- **Lesetext**:
☆ ☆ ☆ ☆ ☆

Eindrücke aus der Estremadura in Spanien, einem Rastplatz der Kraniche. © Manfred Hölker

Der Chemie- und Physiklehrer und Ornithologe Dr. Manfred Hölker ist den Kranichen, die jedes Jahr zweimal laut schnatternd über das Waldecker Land fliegen, auf ihrer 4000 Kilometer langen Reise durch Europa gefolgt.

Diemelstadt-Rhoden – Kraniche gelten bereits seit tausenden Jahren als die Vögel des Glücks. Sie verkünden als Zugvögel in Mitteleuropa den Beginn des Frühlings und des Herbstes.

Jeder Mensch, der einmal die posaunenden Flugrufe der Kraniche gehört hat, wird diese nicht vergessen. Kraniche sind für uns Menschen das Symbol für Freiheit und die Sehnsucht nach Ferne. Sowohl im Frühjahr als auch im Herbst begeistern sie die Menschen auch im Waldecker Land mit ihren keilförmigen Formationen in der Luft; bei witterungsbedingten Zug-Staus wie im Jahr 2023 sind sie dann sogar aus nächster Nähe auf unseren Äckern zu beobachten.

Inspiriert vom „Ruf der Kraniche“

Anlass genug für den heimischen Ornithologen Dr. Manfred Hölker, den Kranichen auf ihrer rund 4000 Kilometer langen Reise durch Europa zu folgen. Der Diemelstädter Lehrer begann die Reise mit seinem roten VW Bulli, den seine Schüler scherzhaft „HölCar“ nennen, am berühmten schwedischen Kranich-Tanzplatz am Hornborgasjön und folgte dem mitteleuropäischen Zugweg bis in die Korkeichenwälder der spanischen Extremadura.

„Seit meiner Kindheit haben mich Kraniche schon immer fasziniert“, erzählt Manfred Hölker. Inspiriert durch das Buch von Bernhard Weßling: „Der Ruf der Kraniche“ stand für mich fest, dass ich mein berufliches Auszeitjahr für die Erfüllung einer lang gehegten Expedition nutzen möchte: Die Reise mit den Kranichen durch Europa.

☆ ☆ ☆ ☆ ☆

- **Aufgabe a**: Wie nennen die Schüler laut Lesetext den roten VW Bulli, mit dem der Lehrer die Reise antrat?
Der Lesetext und die Datensätze haben inhaltlich nichts miteinander zu tun.

☆ ☆ ☆ ☆ ☆

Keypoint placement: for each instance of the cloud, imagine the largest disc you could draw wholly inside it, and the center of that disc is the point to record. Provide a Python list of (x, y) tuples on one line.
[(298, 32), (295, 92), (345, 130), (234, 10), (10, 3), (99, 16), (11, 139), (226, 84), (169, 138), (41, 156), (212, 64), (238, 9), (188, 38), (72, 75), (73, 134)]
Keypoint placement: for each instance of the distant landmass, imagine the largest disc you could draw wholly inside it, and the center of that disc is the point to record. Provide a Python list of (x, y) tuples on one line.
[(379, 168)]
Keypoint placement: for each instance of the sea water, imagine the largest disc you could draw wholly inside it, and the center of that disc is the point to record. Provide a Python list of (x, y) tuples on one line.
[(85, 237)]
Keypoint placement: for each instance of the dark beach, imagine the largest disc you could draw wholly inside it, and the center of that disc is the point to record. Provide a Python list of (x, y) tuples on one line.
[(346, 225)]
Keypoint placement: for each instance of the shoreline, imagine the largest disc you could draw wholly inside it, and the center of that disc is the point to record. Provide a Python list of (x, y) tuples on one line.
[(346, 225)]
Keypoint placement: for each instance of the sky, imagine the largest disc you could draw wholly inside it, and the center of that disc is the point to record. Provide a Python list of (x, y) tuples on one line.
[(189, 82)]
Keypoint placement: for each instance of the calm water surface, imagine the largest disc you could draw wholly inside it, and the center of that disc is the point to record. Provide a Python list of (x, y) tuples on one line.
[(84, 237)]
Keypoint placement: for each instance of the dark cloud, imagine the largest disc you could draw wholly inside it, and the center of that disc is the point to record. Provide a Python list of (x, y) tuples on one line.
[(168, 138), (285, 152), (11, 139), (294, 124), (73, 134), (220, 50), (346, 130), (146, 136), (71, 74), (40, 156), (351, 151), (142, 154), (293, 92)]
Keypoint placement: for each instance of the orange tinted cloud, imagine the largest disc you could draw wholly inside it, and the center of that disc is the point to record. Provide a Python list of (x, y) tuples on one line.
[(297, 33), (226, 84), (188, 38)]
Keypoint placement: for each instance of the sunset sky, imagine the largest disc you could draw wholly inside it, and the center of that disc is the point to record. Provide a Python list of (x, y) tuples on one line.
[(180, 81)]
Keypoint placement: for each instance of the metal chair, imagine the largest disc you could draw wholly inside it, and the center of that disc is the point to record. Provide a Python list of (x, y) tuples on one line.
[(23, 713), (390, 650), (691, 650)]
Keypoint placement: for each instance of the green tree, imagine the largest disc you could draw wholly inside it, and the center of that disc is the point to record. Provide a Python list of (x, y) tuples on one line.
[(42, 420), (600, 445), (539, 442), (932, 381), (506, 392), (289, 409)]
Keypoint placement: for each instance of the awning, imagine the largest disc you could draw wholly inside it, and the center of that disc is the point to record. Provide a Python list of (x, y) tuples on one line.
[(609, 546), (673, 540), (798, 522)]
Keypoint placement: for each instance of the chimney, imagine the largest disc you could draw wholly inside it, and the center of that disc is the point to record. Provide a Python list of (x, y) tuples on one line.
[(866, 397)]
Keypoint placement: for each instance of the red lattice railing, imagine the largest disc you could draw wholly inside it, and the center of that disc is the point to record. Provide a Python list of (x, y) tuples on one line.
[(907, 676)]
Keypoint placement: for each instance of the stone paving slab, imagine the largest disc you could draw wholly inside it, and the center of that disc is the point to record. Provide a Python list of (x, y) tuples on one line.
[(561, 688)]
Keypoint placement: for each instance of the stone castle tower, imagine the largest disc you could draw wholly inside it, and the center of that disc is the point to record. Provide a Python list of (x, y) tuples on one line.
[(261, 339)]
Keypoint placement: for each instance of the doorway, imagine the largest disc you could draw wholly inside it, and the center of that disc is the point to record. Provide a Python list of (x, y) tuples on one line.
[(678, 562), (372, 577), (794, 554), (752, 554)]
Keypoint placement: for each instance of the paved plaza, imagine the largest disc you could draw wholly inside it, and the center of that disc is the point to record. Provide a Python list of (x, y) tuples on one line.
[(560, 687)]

☆ ☆ ☆ ☆ ☆

- **Aufgabe b**: Ersetze in den Datensätzen „sea water“ durch „ocean water“, und zwar ab der Zeile mit „Keypoint placement: for each instance of the sea“ bis einschließlich der Zeile mit „[(85, 237)]“. Gib nur diese Zeilen wieder und lass alles andere daran unverändert.

- **Fertige Lösung a**: „HölCar“

- **Fertige Lösung b**:
Keypoint placement: for each instance of the ocean water, imagine the largest disc you could draw wholly inside it, and the center of that disc is the point to record. Provide a Python list of (x, y) tuples on one line.
[(85, 237)]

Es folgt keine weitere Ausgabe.